**Exercise directions**
Each line in the entries that has the word "field" has to be copied.

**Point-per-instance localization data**
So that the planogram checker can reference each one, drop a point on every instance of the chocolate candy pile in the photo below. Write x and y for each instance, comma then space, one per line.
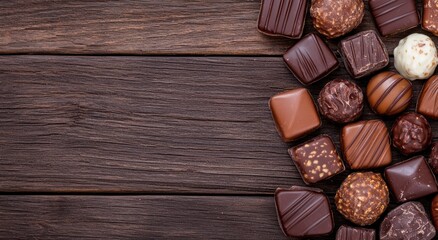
363, 197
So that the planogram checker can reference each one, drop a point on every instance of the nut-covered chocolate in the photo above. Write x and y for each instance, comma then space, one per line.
336, 18
416, 57
433, 158
411, 133
408, 221
317, 159
427, 102
389, 93
362, 197
341, 101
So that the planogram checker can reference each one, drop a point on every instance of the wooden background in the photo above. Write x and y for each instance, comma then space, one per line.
147, 120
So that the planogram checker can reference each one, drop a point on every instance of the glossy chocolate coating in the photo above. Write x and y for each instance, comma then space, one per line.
434, 211
428, 100
282, 17
362, 197
341, 101
394, 16
389, 93
366, 144
364, 53
310, 59
303, 212
411, 133
353, 233
410, 179
317, 159
408, 221
294, 113
430, 16
433, 158
336, 18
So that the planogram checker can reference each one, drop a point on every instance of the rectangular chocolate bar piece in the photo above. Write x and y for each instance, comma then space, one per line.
364, 53
430, 16
282, 17
317, 159
411, 179
394, 16
303, 212
310, 59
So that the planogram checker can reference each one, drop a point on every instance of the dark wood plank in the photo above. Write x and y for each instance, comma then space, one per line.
148, 124
144, 27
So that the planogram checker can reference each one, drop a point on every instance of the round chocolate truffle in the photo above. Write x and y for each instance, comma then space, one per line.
416, 57
389, 93
433, 158
341, 101
336, 18
362, 197
411, 133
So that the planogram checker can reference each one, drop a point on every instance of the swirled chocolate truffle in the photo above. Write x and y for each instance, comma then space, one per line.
389, 93
341, 101
362, 197
411, 133
433, 158
336, 18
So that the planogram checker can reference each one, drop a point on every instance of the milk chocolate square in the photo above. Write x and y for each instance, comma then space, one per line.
310, 59
294, 113
282, 17
303, 212
428, 100
317, 159
364, 53
394, 16
366, 144
430, 16
411, 179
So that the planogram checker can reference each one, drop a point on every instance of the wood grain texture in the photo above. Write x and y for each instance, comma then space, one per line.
149, 124
148, 27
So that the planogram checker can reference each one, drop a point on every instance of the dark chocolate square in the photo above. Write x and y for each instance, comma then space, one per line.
282, 17
364, 53
294, 113
303, 212
317, 159
411, 179
394, 16
310, 59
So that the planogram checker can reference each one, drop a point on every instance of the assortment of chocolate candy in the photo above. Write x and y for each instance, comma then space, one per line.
363, 197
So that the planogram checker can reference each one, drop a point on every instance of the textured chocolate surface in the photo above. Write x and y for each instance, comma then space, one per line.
433, 158
303, 212
353, 233
408, 221
294, 113
364, 53
366, 144
310, 59
428, 100
336, 18
317, 159
362, 197
430, 16
341, 101
410, 179
411, 133
434, 211
282, 17
394, 16
389, 93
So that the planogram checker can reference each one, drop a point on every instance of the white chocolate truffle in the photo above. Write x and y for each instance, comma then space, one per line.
415, 57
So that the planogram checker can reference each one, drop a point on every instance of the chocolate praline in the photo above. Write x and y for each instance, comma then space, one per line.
341, 101
411, 133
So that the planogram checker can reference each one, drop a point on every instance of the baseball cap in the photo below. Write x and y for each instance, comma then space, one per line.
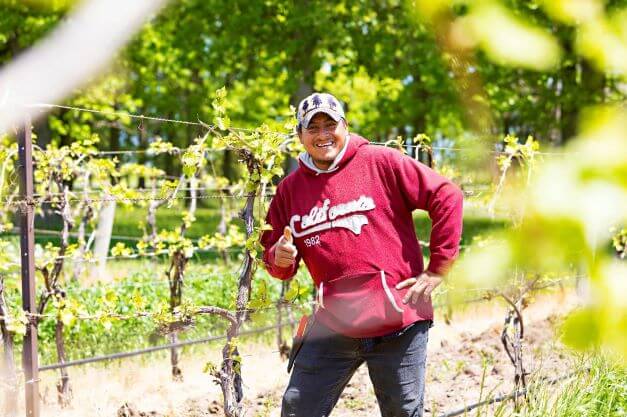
317, 103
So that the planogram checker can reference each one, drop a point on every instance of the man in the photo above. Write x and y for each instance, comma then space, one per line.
347, 213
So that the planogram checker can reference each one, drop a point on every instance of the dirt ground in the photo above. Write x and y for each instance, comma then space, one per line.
459, 356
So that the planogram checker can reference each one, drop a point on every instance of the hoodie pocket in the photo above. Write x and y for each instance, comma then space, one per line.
361, 304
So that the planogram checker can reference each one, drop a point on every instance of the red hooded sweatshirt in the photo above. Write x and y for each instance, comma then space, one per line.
353, 228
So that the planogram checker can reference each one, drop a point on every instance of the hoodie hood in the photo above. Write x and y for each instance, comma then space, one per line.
351, 146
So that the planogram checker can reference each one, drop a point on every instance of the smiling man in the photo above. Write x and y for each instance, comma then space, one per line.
347, 213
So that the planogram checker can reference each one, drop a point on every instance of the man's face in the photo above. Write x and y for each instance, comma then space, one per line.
323, 139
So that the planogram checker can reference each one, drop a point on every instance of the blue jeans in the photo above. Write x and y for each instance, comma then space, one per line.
328, 360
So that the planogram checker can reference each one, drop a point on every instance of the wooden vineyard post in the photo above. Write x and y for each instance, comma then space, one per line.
30, 360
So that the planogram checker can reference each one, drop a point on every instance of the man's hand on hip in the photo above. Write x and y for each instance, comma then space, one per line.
284, 250
423, 285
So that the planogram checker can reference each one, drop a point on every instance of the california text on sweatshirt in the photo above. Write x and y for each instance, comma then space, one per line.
353, 228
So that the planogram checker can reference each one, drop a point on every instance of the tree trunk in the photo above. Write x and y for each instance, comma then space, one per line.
230, 373
176, 275
103, 235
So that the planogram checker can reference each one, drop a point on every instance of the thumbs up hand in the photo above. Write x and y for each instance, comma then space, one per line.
284, 250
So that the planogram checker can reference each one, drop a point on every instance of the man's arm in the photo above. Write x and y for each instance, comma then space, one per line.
280, 256
425, 189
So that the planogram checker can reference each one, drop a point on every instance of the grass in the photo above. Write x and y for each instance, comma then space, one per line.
599, 392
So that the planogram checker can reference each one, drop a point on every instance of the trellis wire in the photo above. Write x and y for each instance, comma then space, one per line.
121, 355
138, 352
510, 396
200, 124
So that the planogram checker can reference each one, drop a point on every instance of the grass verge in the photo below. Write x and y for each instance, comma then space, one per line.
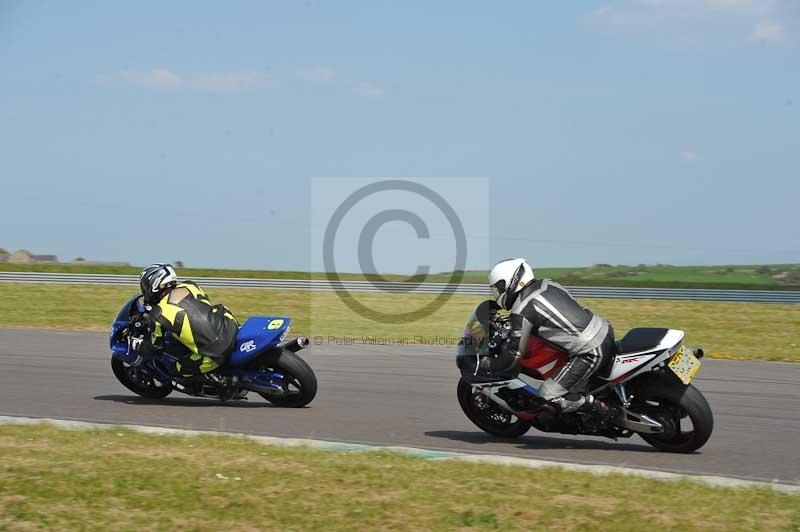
753, 331
102, 479
756, 277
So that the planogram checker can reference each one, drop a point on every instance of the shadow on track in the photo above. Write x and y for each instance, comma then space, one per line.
184, 402
540, 443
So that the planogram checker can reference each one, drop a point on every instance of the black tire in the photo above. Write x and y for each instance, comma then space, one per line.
137, 382
299, 380
488, 417
669, 402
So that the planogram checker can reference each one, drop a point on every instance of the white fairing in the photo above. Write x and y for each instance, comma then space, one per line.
644, 360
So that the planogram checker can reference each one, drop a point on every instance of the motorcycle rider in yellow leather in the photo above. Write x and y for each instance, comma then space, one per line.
183, 310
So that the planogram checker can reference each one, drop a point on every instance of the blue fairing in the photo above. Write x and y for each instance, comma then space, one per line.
257, 335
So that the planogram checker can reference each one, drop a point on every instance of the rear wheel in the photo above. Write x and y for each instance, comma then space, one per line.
684, 412
299, 382
487, 416
139, 381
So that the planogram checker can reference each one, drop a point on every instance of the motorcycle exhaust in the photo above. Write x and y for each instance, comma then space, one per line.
525, 416
301, 342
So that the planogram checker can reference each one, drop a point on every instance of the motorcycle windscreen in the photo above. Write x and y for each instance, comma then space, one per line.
120, 322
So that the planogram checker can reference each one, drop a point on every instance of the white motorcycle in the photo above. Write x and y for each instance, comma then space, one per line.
646, 386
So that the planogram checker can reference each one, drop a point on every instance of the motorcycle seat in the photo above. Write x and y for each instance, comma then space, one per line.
641, 339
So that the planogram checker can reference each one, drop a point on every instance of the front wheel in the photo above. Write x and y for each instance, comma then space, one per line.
684, 412
487, 416
139, 381
299, 382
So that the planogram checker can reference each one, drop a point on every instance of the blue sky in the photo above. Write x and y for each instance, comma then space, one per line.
621, 132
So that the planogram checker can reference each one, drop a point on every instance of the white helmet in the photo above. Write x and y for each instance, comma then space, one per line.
155, 280
507, 278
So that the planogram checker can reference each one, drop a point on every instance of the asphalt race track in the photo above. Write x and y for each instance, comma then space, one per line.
404, 396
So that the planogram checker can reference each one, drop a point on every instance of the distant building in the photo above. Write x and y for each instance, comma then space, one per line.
23, 256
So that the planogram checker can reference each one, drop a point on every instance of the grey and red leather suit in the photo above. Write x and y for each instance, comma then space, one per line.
545, 309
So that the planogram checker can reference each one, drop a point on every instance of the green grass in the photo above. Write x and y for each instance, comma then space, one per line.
753, 331
117, 479
756, 277
771, 277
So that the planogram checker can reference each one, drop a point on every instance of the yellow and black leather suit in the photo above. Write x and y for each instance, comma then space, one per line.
207, 331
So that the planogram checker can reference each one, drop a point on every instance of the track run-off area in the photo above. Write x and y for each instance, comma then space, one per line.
404, 395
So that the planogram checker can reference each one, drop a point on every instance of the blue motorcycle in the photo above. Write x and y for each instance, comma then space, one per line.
262, 361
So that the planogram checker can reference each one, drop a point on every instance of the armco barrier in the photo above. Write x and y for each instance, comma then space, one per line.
753, 296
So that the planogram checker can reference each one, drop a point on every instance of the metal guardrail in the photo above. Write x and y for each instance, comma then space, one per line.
759, 296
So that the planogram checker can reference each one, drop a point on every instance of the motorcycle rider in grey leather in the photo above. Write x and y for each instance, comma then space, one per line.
545, 309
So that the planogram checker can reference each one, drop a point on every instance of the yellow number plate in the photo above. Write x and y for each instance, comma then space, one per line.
684, 364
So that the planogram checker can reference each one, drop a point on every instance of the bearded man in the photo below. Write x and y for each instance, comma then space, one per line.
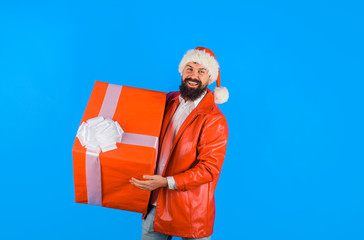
192, 150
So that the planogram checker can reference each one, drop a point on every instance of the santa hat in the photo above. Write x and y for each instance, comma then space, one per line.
206, 58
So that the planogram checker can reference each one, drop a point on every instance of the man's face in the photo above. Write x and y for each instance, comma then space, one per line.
195, 79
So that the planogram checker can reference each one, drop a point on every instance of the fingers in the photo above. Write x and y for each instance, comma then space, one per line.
149, 177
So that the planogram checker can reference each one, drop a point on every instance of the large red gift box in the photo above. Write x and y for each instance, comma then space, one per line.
102, 178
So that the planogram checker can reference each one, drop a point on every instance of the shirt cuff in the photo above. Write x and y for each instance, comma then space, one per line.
171, 183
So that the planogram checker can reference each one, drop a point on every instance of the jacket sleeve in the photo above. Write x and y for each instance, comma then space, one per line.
211, 150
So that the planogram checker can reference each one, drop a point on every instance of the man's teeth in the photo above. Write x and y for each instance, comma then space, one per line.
192, 83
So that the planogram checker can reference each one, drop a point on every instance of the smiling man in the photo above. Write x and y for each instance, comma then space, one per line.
192, 150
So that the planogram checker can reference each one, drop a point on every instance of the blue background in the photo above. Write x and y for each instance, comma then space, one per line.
294, 69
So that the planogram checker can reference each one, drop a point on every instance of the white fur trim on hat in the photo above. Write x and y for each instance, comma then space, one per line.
203, 58
221, 94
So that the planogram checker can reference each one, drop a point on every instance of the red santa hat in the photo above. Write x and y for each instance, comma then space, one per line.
206, 58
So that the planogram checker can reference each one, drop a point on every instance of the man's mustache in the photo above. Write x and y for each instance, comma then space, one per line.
193, 80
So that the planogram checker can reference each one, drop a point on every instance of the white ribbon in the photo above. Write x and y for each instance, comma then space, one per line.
100, 133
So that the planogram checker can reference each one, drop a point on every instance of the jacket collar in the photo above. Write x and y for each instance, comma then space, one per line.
205, 106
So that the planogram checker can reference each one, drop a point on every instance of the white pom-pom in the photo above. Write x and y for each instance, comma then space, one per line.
221, 95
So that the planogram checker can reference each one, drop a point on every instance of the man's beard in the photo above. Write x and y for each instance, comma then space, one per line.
191, 94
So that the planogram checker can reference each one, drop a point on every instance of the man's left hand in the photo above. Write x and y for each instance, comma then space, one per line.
151, 183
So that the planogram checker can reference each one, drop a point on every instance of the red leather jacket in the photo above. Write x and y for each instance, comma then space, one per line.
195, 163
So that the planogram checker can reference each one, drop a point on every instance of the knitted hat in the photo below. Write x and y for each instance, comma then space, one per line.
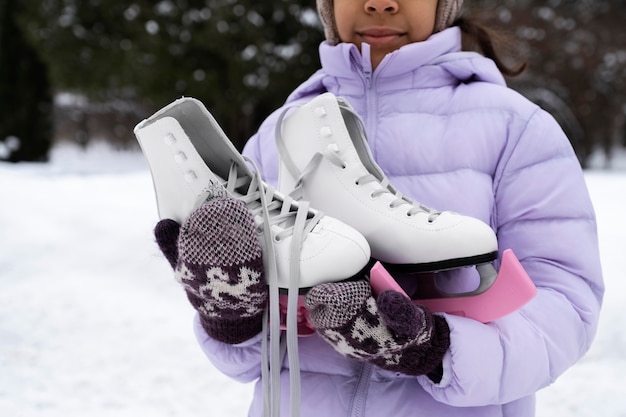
447, 11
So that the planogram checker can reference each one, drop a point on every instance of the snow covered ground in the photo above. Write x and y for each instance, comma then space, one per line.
92, 323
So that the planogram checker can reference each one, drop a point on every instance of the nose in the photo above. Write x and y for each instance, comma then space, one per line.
381, 6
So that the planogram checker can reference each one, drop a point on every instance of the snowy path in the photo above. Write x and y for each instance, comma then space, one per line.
92, 323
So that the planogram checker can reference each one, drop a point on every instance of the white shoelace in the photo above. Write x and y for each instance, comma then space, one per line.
296, 220
332, 154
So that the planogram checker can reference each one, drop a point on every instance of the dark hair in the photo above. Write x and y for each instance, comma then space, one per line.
480, 37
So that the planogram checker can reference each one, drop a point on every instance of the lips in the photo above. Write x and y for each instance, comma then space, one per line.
378, 36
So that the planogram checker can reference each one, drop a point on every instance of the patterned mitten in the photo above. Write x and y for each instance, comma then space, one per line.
219, 262
391, 332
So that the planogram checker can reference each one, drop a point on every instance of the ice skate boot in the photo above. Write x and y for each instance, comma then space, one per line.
191, 160
325, 159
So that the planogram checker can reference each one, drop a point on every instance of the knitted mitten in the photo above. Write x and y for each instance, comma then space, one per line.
391, 332
219, 262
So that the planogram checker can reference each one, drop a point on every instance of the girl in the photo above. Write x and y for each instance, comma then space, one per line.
447, 132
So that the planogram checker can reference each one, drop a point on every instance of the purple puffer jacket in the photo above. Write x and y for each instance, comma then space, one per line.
446, 130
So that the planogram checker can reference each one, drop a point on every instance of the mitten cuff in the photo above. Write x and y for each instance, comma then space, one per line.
233, 330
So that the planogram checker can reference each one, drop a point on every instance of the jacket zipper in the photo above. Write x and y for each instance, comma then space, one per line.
367, 76
359, 400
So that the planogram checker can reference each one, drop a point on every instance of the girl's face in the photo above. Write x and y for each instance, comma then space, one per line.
385, 25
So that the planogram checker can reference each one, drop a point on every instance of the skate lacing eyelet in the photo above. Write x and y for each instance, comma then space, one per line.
190, 176
169, 139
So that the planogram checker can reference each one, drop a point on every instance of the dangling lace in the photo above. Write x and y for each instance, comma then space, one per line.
296, 220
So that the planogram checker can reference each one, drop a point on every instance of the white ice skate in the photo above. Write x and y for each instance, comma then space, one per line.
325, 159
190, 158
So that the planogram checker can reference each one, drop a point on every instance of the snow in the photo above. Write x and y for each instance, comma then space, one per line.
92, 322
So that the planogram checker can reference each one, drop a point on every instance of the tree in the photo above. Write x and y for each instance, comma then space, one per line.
25, 98
577, 56
240, 57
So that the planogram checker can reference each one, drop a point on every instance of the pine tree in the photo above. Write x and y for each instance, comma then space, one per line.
25, 98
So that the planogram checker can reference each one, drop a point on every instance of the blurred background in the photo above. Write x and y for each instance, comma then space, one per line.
87, 70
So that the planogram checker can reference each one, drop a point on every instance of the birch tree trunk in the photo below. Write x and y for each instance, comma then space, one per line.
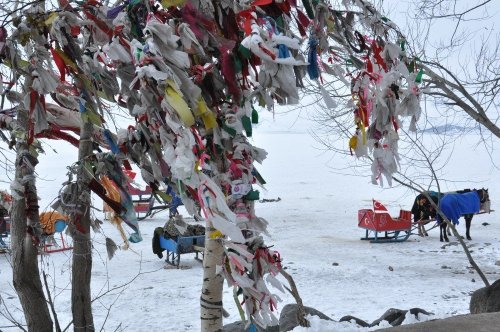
211, 294
81, 300
24, 219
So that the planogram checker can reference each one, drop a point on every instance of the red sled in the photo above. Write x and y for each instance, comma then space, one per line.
381, 227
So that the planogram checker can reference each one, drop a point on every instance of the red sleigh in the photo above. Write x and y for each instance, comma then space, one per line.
381, 227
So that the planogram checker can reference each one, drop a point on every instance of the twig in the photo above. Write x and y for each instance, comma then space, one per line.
301, 313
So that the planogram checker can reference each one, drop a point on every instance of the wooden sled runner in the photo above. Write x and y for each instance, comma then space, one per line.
381, 227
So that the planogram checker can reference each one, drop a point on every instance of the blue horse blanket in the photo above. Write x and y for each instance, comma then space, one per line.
456, 205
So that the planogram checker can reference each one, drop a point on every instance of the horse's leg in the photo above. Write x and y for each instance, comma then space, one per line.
442, 232
468, 219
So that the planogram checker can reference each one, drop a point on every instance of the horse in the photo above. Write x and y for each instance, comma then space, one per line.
465, 203
423, 210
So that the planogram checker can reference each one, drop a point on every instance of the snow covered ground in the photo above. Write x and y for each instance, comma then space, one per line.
313, 226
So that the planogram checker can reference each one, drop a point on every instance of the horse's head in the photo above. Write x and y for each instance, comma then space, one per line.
484, 199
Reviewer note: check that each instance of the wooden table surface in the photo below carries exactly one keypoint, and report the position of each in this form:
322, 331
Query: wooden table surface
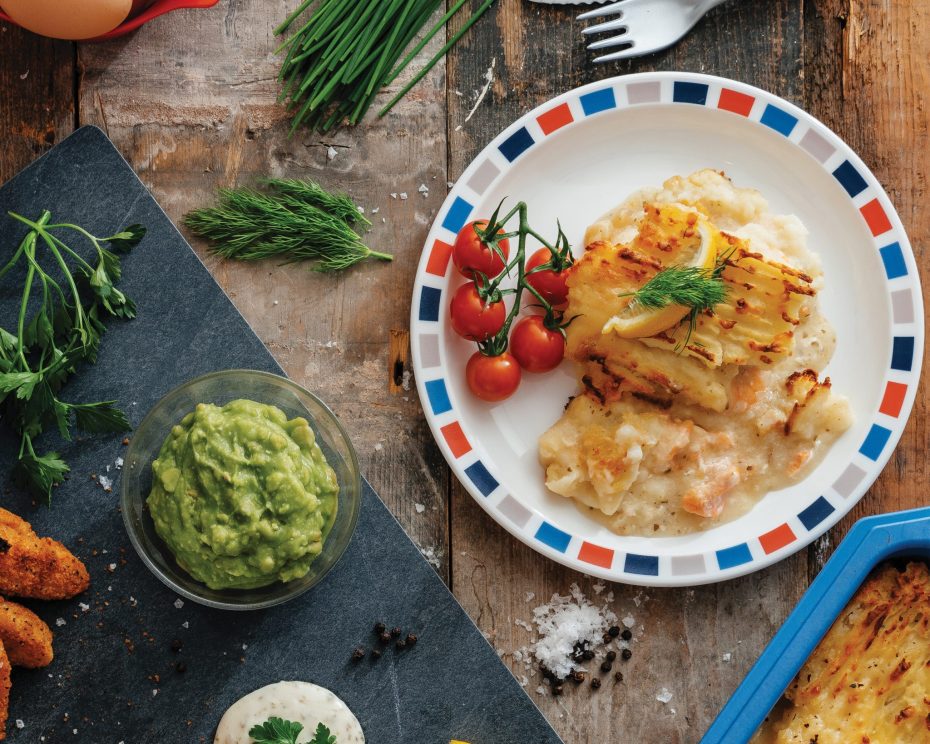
190, 102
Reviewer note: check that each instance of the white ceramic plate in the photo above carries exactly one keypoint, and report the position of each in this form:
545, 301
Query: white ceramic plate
579, 155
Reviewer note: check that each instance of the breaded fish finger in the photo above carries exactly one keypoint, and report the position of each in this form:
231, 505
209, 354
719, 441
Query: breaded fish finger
27, 639
4, 690
36, 567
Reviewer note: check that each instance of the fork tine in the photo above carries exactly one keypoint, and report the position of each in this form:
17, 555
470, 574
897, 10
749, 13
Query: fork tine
622, 54
606, 26
599, 12
621, 38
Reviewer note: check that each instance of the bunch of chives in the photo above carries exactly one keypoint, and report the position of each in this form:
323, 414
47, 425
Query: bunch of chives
348, 50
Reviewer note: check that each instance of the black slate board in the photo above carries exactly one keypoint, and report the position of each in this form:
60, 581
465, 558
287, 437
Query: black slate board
101, 684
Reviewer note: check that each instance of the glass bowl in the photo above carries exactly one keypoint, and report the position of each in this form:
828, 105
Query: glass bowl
220, 388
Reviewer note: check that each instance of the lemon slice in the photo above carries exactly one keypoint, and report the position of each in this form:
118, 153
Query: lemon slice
635, 321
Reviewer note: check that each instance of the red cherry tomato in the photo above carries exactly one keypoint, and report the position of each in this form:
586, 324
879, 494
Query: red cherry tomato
550, 284
471, 255
536, 348
492, 378
472, 317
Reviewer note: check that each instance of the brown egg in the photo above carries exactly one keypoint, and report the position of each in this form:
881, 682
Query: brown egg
68, 19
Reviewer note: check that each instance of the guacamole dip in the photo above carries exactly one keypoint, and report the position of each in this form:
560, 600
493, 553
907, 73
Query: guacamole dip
242, 496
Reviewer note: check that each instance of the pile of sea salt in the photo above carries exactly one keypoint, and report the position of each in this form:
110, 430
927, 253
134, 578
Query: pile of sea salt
566, 624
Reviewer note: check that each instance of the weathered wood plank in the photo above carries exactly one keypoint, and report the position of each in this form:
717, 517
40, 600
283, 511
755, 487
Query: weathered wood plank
190, 100
37, 99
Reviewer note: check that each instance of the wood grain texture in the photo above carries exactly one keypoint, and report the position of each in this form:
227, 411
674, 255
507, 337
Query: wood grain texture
190, 117
36, 96
193, 116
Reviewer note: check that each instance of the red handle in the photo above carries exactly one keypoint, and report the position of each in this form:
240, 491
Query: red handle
159, 7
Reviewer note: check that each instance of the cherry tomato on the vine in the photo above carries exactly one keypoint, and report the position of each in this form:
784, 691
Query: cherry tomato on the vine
536, 348
474, 318
492, 378
550, 284
471, 255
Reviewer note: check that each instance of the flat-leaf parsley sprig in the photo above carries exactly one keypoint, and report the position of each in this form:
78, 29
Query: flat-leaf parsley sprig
70, 297
280, 731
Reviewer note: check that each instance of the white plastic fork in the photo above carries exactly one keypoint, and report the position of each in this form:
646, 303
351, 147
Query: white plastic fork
645, 26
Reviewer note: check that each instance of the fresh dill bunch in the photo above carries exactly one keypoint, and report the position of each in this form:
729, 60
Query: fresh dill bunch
294, 220
694, 287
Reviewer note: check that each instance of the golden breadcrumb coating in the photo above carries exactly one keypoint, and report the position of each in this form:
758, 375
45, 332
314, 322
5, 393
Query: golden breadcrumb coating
27, 639
4, 690
36, 567
869, 678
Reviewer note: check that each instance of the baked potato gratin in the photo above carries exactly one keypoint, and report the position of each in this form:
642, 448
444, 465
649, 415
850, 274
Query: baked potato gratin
690, 414
869, 678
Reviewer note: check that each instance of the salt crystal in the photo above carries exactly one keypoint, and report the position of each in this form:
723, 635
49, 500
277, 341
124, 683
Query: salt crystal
562, 624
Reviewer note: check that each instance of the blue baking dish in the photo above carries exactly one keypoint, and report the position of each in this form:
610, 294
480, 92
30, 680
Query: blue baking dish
870, 541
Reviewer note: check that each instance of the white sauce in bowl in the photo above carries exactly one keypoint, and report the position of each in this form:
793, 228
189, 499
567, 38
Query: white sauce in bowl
301, 702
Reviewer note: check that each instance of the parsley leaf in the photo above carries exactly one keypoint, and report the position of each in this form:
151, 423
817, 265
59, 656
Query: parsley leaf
276, 731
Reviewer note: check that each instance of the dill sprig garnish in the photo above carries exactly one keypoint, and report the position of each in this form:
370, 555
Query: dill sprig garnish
294, 220
696, 288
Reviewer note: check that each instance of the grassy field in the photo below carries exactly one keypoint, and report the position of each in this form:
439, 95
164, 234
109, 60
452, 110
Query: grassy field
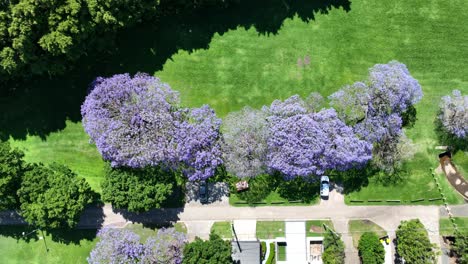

**Problem solution**
Reviewer note: check that each instance of the grassy field in the photo below carries exactly one keypoint, and report the position of each in this form:
Query: grassy field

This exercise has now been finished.